__Image location labeling entries__.
+--

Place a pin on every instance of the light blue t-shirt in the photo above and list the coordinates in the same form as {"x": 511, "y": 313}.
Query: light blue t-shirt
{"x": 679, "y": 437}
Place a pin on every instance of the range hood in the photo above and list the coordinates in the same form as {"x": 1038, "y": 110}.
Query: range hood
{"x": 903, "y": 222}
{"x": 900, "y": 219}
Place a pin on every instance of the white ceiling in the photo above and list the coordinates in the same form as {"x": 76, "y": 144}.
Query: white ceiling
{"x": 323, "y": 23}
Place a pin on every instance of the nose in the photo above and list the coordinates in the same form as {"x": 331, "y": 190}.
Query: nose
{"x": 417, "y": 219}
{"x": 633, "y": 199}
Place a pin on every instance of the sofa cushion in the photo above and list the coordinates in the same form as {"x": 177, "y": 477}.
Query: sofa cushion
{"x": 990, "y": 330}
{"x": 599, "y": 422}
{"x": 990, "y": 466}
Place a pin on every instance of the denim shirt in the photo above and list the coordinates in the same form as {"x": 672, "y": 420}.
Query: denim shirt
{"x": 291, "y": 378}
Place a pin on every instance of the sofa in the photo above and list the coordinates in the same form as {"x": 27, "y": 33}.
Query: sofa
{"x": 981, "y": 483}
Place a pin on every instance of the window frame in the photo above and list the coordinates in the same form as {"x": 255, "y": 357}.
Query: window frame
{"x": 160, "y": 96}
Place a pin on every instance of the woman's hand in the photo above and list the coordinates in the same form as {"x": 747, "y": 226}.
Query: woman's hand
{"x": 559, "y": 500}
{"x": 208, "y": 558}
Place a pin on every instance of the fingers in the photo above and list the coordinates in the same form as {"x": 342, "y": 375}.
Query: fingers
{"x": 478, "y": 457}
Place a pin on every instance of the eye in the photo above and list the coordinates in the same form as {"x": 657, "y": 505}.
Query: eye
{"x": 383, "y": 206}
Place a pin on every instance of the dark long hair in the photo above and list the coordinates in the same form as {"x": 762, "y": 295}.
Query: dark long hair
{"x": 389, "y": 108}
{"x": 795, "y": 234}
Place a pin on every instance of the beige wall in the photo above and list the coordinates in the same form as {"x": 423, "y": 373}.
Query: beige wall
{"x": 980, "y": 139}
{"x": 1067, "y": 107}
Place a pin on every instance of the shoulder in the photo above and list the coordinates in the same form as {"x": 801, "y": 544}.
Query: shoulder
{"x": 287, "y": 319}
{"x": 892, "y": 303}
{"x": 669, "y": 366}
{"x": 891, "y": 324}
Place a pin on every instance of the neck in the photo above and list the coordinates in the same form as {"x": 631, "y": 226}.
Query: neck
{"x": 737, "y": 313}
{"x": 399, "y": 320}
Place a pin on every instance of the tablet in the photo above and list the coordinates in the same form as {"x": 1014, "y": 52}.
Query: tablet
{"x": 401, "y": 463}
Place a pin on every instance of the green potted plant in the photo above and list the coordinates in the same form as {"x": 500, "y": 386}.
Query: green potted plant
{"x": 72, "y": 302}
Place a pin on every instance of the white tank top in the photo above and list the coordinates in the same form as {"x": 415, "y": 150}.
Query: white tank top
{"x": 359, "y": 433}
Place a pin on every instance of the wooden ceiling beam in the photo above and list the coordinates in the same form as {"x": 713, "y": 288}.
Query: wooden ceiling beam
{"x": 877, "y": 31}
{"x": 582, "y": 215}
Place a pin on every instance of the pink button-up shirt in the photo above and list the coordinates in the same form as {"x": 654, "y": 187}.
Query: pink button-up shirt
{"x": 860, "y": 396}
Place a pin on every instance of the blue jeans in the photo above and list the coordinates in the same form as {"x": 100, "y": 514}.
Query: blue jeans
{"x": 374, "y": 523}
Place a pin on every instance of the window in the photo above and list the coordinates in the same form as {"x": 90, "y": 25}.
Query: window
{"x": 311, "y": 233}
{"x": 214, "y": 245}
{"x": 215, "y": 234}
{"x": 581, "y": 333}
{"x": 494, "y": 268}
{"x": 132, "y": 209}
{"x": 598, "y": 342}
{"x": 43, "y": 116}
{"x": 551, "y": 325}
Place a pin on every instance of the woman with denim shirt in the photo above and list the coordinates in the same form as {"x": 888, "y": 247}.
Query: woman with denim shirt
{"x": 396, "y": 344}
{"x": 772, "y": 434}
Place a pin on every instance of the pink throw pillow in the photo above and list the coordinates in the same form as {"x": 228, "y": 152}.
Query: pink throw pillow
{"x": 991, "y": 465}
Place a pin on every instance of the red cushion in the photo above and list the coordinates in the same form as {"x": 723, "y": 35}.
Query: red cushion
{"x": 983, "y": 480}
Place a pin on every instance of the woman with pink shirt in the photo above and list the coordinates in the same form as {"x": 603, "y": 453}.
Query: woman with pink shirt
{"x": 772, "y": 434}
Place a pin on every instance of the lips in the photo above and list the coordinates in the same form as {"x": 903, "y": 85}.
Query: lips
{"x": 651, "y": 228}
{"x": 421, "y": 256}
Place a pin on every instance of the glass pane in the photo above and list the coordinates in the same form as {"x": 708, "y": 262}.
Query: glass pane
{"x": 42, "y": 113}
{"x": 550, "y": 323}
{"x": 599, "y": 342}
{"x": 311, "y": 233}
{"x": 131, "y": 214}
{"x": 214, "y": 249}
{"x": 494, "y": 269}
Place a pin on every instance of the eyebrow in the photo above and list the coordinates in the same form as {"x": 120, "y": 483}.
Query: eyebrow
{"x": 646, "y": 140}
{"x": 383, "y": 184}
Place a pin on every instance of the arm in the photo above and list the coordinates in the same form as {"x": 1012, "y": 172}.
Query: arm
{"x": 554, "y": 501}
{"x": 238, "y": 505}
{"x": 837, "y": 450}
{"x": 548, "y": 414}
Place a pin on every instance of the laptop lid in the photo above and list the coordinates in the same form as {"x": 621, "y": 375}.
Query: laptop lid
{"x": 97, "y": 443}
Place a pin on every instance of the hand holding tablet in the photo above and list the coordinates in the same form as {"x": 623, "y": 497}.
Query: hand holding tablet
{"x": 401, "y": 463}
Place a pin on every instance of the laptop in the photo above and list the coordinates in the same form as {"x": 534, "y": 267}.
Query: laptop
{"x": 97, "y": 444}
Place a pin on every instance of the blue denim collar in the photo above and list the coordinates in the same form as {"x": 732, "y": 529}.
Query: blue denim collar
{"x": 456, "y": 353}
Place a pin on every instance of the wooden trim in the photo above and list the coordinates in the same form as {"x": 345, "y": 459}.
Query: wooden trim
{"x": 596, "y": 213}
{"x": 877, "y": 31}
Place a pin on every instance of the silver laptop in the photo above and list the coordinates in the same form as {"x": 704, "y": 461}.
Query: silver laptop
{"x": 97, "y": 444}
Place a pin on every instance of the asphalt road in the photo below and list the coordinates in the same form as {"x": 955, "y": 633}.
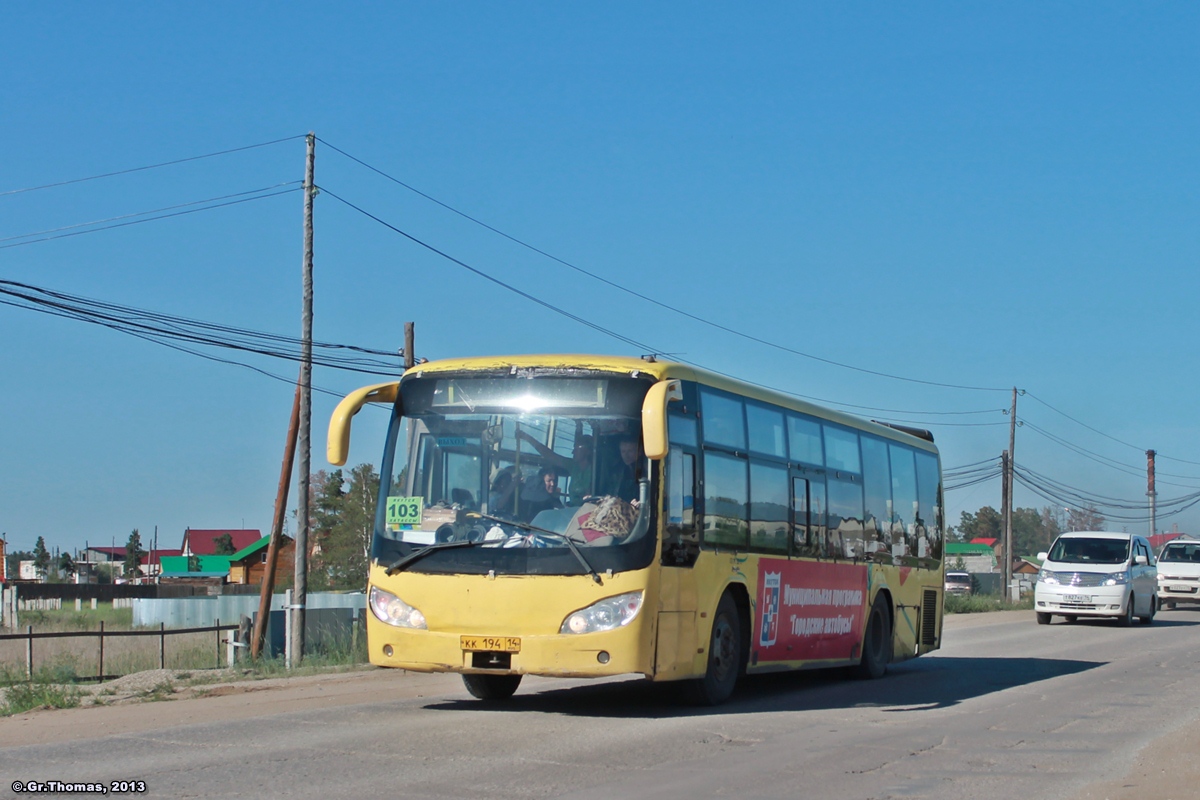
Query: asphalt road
{"x": 1006, "y": 709}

+--

__WHAT TO DO__. Set down the material above as is, without any pictures.

__EXERCISE ANSWER__.
Place a pin on every instance of the light blue t-shirt in the photo above and list the coordinates in the same form as {"x": 511, "y": 313}.
Query: light blue t-shirt
{"x": 679, "y": 437}
Place a pin on every instance of the range hood in the photo above and list the coordinates in the same form as {"x": 1038, "y": 110}.
Query: range hood
{"x": 903, "y": 222}
{"x": 900, "y": 219}
Place a pin on every instance of the white ceiling in the photo above and list the coordinates in the same form as {"x": 76, "y": 144}.
Query: white ceiling
{"x": 323, "y": 23}
Place a pin on every instance of the nose in the photo above and list the coordinates in the same form as {"x": 331, "y": 190}.
Query: nose
{"x": 417, "y": 219}
{"x": 633, "y": 199}
Place a pin on every instance of the sofa cushion in the photo above and list the coordinates in the same form as {"x": 177, "y": 477}.
Query: sofa cushion
{"x": 990, "y": 330}
{"x": 599, "y": 422}
{"x": 990, "y": 466}
Place a pin on every instance of the denim shirt in the photo above and list the coordinates in the same form as {"x": 672, "y": 420}.
Query: denim shirt
{"x": 291, "y": 378}
Place a pin on every instance of the sofa in the photo above and list the coordinates in the same form as {"x": 27, "y": 33}.
Query: sofa
{"x": 981, "y": 483}
Place a pin on every instance of the window frame in the photo above and list the coordinates in the same form as {"x": 255, "y": 357}.
Query: window frame
{"x": 160, "y": 96}
Place a pin on every instance of the woman's hand in the photo above and list the coordinates in the same form as {"x": 747, "y": 226}.
Query: woman's hand
{"x": 559, "y": 500}
{"x": 208, "y": 558}
Place a pin on every instance of the fingers in the photo above and list the coordinates in the same form as {"x": 342, "y": 375}.
Query: fingers
{"x": 478, "y": 457}
Place a pin on every instance of the eye in the photo above and list the coordinates in the same form as {"x": 657, "y": 505}.
Query: eye
{"x": 383, "y": 206}
Place a pin on every instance of the dark long hair in the photo above and list the coordinates in the same form as {"x": 762, "y": 295}.
Query: dark long hair
{"x": 389, "y": 108}
{"x": 795, "y": 234}
Place a pin on every instance of the beige wall in the photo above and list the coordinates in the same form as {"x": 423, "y": 373}.
Query: beige wall
{"x": 980, "y": 139}
{"x": 1067, "y": 107}
Place a pin on every instance of the shoulder in the photo above and list the coordinates in the same form as {"x": 801, "y": 544}.
Query: shoulder
{"x": 287, "y": 319}
{"x": 892, "y": 303}
{"x": 669, "y": 366}
{"x": 891, "y": 324}
Place a pin on every instance of the neck in the photo above and list the coordinates in the same form as {"x": 631, "y": 226}.
Query: neck
{"x": 737, "y": 313}
{"x": 399, "y": 320}
Place a pin on every instance of the tablet in the photo above and list the coordinates in the same form as {"x": 1014, "y": 52}.
Query: tablet
{"x": 401, "y": 463}
Place a pin on every instance of the green potted plant in the photo above and list the coordinates in the same form as {"x": 500, "y": 386}.
Query: green potted plant
{"x": 72, "y": 302}
Place a pin on every instance of the white tank top in the photo above and list the coordinates in the same form as {"x": 415, "y": 150}.
Query: white tank top
{"x": 359, "y": 433}
Place a pin on every instance of the wooden ceiling beam in the photo above and list the coordinates in the same form as {"x": 713, "y": 288}.
Query: wooden ceiling beam
{"x": 877, "y": 31}
{"x": 582, "y": 215}
Place a pin on every instance of the pink button-up shirt in the photo above and list the coordinates in the same form as {"x": 654, "y": 187}.
Query: pink button-up shirt
{"x": 860, "y": 396}
Place a pin on every instance of the blue jeans in the photo above and list the coordinates in the same form as {"x": 100, "y": 514}.
Query: blue jeans
{"x": 374, "y": 523}
Place a pin on every instance of the window in the photo above and list the coordinates in the same form as {"x": 90, "y": 25}.
Query: window
{"x": 311, "y": 233}
{"x": 214, "y": 245}
{"x": 215, "y": 234}
{"x": 581, "y": 333}
{"x": 494, "y": 268}
{"x": 132, "y": 209}
{"x": 598, "y": 342}
{"x": 43, "y": 116}
{"x": 551, "y": 325}
Place a pin on every instance of the woman with denim shirt in the photo above and list the coordinates in the same form as {"x": 888, "y": 247}.
Query: woman with denim shirt
{"x": 396, "y": 344}
{"x": 772, "y": 434}
Place a pin on every instance of the pink throw pillow in the photo above and list the coordinates in the same form as {"x": 228, "y": 152}.
Query: pink throw pillow
{"x": 991, "y": 465}
Place a pin on every instance of the red cushion in the photo above and list the coordinates in the same form as {"x": 723, "y": 35}.
Query: red cushion
{"x": 983, "y": 480}
Place a pin on every instance of the woman with pink shirt in the photo above and list the coordinates in the same form as {"x": 603, "y": 453}.
Query: woman with pink shirt
{"x": 772, "y": 434}
Place a pin on every instance of the lips in the photo above and list the coordinates in the same form as {"x": 903, "y": 85}.
Query: lips
{"x": 651, "y": 228}
{"x": 421, "y": 256}
Place a pin on every instance of the glass pane in the photo above and list the coordinates in the same form as {"x": 708, "y": 262}.
Query: glass pane
{"x": 42, "y": 113}
{"x": 550, "y": 323}
{"x": 599, "y": 342}
{"x": 311, "y": 233}
{"x": 131, "y": 214}
{"x": 214, "y": 249}
{"x": 494, "y": 269}
Place a pin on every instance of the eyebrow in the photo above and list the coordinates in the same form as {"x": 120, "y": 483}.
Query: eyebrow
{"x": 646, "y": 140}
{"x": 383, "y": 184}
Place a pin on every instance of the arm in the photo above and list the coordinates in the same form as {"x": 1012, "y": 172}.
Query: arm
{"x": 554, "y": 501}
{"x": 238, "y": 505}
{"x": 837, "y": 450}
{"x": 548, "y": 414}
Place a pin on every instance of the laptop lid in the photo above and list the coordinates in the same form as {"x": 621, "y": 375}.
Query: laptop lid
{"x": 97, "y": 443}
Place a pin on every instance of the hand holding tablet in the photo above and list the coordinates in the same form as {"x": 623, "y": 497}.
Query: hand holding tablet
{"x": 401, "y": 463}
Place a pin on every instance of the laptop in the photo above and list the coordinates in the same form as {"x": 534, "y": 267}.
Query: laptop
{"x": 97, "y": 444}
Place a pin on every instance of the blue denim collar in the photo above and list the coordinates in the same form as {"x": 732, "y": 529}.
Query: blue denim collar
{"x": 456, "y": 353}
Place a pin on every instance of the wooden trim in the photo above and list the coordinates in the same form as {"x": 345, "y": 459}.
Query: wooden trim
{"x": 596, "y": 213}
{"x": 877, "y": 31}
Place a pin on every instance of the silver laptop in the photo above and list the coordinates in the same form as {"x": 704, "y": 461}.
Query: silver laptop
{"x": 97, "y": 444}
Place a pin on every instance of the asphalt road in the photo below and list the coordinates in the same form as {"x": 955, "y": 633}.
Query: asphalt road
{"x": 1006, "y": 709}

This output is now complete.